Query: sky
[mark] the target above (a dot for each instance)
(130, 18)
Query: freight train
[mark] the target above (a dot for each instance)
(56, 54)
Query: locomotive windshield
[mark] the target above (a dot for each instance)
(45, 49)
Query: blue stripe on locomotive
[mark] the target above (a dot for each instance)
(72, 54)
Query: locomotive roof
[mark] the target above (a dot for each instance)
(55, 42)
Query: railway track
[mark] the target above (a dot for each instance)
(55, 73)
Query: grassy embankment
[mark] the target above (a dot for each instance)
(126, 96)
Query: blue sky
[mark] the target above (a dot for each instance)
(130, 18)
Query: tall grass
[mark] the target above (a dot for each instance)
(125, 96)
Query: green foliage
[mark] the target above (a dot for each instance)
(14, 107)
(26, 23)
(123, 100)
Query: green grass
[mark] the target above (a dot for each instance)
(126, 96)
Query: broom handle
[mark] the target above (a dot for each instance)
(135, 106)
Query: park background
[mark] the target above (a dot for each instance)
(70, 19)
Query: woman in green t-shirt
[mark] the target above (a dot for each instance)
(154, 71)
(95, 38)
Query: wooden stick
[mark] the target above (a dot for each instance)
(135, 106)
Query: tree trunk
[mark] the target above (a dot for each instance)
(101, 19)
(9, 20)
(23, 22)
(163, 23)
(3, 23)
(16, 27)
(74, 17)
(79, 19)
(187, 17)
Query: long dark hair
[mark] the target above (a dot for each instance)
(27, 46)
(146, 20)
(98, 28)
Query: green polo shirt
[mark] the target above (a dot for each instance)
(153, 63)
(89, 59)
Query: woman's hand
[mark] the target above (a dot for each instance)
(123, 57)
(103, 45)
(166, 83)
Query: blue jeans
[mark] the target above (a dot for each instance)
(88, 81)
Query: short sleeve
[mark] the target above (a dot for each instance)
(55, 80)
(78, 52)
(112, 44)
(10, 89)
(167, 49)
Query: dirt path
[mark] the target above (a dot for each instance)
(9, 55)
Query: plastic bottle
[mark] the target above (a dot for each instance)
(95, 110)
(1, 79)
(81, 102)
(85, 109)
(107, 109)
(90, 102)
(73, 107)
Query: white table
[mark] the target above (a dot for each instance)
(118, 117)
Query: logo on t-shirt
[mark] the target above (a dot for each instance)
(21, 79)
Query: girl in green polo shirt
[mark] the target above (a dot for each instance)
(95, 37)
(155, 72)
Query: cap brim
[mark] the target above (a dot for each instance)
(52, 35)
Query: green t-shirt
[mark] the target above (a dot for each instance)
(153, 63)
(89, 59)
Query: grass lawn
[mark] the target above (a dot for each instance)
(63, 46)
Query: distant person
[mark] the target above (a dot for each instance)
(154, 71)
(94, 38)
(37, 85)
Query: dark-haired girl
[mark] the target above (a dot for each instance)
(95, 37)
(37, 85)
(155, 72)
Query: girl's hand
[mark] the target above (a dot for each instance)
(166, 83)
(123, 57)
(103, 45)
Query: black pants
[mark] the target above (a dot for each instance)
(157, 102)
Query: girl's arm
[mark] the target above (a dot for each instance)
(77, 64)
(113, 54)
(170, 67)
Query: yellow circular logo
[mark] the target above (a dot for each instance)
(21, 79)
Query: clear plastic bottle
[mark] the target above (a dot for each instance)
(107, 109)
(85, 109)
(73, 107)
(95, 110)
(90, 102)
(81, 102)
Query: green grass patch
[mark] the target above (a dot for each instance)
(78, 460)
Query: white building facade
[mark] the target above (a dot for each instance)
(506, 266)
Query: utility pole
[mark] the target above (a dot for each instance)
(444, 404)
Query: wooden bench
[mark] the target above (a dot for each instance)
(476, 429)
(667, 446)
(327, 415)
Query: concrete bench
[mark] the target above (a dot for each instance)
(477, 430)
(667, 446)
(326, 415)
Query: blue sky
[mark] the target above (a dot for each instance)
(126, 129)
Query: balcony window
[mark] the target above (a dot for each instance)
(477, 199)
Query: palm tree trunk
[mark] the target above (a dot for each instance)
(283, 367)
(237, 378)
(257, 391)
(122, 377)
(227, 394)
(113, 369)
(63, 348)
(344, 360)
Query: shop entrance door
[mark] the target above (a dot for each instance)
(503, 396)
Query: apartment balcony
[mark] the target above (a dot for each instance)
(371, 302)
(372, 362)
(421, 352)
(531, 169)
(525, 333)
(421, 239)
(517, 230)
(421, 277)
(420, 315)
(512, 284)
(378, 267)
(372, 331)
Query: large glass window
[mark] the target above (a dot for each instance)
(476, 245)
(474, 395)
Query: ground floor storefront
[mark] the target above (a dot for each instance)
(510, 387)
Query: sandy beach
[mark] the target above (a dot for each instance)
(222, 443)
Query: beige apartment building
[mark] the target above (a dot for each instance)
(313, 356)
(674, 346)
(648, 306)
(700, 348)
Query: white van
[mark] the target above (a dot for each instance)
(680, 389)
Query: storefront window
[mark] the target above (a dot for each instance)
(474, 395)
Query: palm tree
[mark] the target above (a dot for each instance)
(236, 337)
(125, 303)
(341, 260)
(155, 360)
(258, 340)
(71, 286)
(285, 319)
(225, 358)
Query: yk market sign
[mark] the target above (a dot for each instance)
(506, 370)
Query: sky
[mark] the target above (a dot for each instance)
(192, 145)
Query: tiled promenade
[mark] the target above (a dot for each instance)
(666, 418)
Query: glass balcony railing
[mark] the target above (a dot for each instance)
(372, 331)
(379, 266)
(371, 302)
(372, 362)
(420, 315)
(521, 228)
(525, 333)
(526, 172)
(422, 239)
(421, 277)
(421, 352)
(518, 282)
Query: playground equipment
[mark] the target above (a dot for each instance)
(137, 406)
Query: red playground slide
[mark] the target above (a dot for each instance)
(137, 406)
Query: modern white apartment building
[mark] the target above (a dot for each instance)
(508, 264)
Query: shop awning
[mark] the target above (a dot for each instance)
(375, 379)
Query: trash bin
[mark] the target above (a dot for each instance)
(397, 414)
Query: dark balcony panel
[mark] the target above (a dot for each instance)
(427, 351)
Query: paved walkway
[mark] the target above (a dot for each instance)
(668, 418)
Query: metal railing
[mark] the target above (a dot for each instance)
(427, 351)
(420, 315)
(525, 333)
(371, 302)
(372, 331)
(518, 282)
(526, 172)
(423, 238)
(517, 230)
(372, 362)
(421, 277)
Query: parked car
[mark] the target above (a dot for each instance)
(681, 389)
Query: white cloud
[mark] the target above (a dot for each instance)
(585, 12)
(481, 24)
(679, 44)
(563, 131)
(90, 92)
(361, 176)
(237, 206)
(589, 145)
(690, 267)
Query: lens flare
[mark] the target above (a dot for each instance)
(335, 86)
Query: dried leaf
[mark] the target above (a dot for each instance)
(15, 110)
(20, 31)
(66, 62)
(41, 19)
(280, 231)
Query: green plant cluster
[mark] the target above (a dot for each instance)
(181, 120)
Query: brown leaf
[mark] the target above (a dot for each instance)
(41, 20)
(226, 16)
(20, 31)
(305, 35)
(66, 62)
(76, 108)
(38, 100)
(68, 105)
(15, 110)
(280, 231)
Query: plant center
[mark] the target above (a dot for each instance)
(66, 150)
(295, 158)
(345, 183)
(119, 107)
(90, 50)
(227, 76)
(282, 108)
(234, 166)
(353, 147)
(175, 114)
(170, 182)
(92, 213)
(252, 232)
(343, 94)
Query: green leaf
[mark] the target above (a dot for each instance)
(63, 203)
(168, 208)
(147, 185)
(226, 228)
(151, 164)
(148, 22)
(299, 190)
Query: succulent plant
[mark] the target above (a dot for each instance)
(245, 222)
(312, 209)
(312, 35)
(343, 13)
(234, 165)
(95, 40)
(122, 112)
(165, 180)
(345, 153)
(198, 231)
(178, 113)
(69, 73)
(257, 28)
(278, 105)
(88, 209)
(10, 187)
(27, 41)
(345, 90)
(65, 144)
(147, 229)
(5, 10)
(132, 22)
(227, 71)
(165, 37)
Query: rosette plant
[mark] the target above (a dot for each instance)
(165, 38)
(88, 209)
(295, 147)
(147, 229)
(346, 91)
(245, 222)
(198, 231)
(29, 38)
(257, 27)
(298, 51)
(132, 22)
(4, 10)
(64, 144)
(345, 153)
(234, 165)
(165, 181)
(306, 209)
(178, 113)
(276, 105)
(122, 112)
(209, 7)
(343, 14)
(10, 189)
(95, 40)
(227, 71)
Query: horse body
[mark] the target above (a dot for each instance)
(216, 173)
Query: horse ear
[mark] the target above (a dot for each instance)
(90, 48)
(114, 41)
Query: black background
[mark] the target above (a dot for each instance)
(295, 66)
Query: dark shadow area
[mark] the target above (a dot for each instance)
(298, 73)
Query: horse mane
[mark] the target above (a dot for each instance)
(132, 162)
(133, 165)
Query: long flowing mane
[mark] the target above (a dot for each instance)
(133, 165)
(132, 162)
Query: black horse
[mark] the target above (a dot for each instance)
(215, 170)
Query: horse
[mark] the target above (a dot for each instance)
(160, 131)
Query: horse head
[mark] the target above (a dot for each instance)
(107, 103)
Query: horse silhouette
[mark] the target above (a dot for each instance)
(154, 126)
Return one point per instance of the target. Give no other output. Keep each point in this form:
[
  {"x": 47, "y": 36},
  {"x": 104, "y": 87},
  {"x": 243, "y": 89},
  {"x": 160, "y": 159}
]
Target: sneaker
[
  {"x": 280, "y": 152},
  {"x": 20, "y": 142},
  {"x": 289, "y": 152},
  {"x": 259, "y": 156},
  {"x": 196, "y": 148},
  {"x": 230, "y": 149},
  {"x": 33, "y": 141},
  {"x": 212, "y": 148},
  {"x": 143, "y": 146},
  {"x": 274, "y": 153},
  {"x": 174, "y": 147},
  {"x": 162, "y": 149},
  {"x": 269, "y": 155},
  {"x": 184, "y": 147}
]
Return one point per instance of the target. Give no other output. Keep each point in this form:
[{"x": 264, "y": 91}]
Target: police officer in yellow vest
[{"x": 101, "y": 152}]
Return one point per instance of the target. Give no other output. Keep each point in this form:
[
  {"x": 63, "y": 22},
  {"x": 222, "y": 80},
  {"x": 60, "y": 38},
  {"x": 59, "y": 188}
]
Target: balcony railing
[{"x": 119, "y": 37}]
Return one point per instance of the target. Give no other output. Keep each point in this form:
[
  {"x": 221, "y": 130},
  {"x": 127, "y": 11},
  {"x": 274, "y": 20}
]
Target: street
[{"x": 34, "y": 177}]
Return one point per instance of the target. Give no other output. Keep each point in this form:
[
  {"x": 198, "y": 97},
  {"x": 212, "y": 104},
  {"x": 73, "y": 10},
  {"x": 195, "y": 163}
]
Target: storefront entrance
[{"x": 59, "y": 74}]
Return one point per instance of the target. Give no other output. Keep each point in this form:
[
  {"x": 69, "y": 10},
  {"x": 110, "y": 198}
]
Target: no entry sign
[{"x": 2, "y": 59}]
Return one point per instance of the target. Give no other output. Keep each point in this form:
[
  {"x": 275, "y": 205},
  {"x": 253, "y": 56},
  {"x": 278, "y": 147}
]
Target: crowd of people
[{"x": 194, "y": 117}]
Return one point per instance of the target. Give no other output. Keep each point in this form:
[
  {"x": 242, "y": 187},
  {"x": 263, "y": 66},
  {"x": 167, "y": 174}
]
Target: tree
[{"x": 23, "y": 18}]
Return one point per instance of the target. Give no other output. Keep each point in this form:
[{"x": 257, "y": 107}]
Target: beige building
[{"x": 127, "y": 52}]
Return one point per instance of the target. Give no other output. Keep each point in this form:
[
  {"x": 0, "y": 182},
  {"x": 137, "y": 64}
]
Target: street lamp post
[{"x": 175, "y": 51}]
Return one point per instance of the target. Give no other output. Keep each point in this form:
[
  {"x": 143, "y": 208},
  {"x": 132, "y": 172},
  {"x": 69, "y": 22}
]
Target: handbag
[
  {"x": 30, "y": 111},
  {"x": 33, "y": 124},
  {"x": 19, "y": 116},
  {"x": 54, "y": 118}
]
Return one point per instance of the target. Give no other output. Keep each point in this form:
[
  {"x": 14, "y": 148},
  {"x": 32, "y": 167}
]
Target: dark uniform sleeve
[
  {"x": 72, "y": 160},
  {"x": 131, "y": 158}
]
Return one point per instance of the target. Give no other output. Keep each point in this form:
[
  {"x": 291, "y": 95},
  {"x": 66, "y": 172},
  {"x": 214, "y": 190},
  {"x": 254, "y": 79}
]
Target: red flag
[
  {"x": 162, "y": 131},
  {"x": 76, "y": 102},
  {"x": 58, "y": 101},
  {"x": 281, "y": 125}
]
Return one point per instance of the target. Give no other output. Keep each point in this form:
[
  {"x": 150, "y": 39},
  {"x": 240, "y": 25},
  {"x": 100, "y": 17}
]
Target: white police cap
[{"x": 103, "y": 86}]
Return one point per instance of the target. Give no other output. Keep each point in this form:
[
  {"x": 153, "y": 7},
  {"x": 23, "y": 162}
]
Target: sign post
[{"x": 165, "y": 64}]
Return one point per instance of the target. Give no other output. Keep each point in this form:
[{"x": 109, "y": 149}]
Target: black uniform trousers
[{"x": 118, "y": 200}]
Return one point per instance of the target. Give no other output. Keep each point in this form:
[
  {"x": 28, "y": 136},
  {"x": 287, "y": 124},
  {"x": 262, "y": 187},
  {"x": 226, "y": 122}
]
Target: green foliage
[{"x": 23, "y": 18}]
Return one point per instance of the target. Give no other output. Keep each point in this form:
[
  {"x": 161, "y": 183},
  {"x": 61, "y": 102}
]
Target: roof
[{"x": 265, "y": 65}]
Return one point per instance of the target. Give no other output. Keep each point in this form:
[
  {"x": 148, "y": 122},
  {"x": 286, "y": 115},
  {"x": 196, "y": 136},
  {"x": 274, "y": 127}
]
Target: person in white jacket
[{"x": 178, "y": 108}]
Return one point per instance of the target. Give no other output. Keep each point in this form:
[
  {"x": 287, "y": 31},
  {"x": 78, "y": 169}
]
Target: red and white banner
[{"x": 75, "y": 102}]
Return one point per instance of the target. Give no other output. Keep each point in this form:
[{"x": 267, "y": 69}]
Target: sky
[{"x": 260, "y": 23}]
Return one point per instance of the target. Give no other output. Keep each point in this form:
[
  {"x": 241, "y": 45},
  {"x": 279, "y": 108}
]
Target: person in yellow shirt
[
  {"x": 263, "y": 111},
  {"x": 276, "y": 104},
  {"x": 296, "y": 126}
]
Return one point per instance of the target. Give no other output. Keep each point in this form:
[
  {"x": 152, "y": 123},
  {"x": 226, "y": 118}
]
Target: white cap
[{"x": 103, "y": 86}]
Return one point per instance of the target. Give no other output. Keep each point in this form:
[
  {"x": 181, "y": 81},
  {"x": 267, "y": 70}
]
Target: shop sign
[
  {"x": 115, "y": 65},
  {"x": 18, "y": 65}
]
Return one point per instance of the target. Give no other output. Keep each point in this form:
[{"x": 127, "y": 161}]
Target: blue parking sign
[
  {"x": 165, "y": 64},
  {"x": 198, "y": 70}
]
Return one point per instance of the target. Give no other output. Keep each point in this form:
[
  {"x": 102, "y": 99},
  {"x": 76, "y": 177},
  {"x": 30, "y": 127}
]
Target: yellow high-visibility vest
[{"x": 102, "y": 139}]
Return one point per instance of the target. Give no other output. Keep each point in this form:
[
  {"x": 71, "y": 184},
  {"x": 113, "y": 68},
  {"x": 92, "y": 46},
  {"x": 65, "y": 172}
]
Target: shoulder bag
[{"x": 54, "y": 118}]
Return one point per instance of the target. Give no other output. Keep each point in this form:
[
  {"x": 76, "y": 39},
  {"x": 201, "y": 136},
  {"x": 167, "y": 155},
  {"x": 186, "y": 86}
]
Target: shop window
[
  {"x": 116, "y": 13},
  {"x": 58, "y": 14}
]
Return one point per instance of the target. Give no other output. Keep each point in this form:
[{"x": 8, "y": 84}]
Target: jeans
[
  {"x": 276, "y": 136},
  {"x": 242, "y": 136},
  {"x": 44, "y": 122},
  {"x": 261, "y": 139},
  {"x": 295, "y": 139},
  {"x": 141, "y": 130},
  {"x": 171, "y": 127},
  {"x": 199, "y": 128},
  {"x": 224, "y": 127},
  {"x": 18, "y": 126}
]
◇ ◇ ◇
# WHAT TO PRODUCE:
Begin with the line above that has "Query: wooden bench" and continue through the line that has "Query: glass balcony railing", setting each one down exactly. Stop there.

# RESULT OF THIS TASK:
Query: wooden bench
[mark] the target above (a dot for each instance)
(476, 429)
(667, 446)
(327, 415)
Query: concrete bench
[mark] the target above (a dot for each instance)
(477, 430)
(667, 446)
(326, 415)
Query: blue sky
[mark] the target above (a dot for each instance)
(126, 129)
Query: balcony window
[mark] the target above (a dot for each instance)
(477, 199)
Query: palm tree trunk
[mark] the target above (a dot for each instance)
(283, 367)
(237, 378)
(257, 391)
(122, 377)
(227, 394)
(113, 369)
(63, 348)
(344, 360)
Query: shop entrance door
[mark] the target above (a dot for each instance)
(503, 396)
Query: apartment balcony
[mark] the target above (a dot for each instance)
(371, 302)
(372, 362)
(421, 352)
(531, 169)
(525, 333)
(421, 239)
(517, 230)
(421, 277)
(420, 315)
(512, 284)
(378, 267)
(372, 331)
Query: large glass window
[mark] the target above (a dot for each instance)
(476, 245)
(474, 395)
Query: ground floor storefront
[mark] the target above (a dot for each instance)
(510, 387)
Query: sandy beach
[mark] the target above (a dot for each instance)
(222, 443)
Query: beige apartment building
[mark] the target above (a dot for each instance)
(313, 356)
(674, 346)
(648, 306)
(700, 348)
Query: white van
[mark] the target above (a dot for each instance)
(680, 389)
Query: storefront window
[mark] the target above (a dot for each instance)
(474, 395)
Query: palm tree
[mark] the target above (a dot for each instance)
(236, 337)
(125, 303)
(341, 260)
(155, 360)
(258, 340)
(71, 286)
(285, 319)
(225, 358)
Query: yk market sign
[mark] the target above (a dot for each instance)
(506, 370)
Query: sky
[mark] the target above (a dot for each instance)
(192, 145)
Query: tiled promenade
[mark] the target above (a dot for each instance)
(666, 418)
Query: glass balcony railing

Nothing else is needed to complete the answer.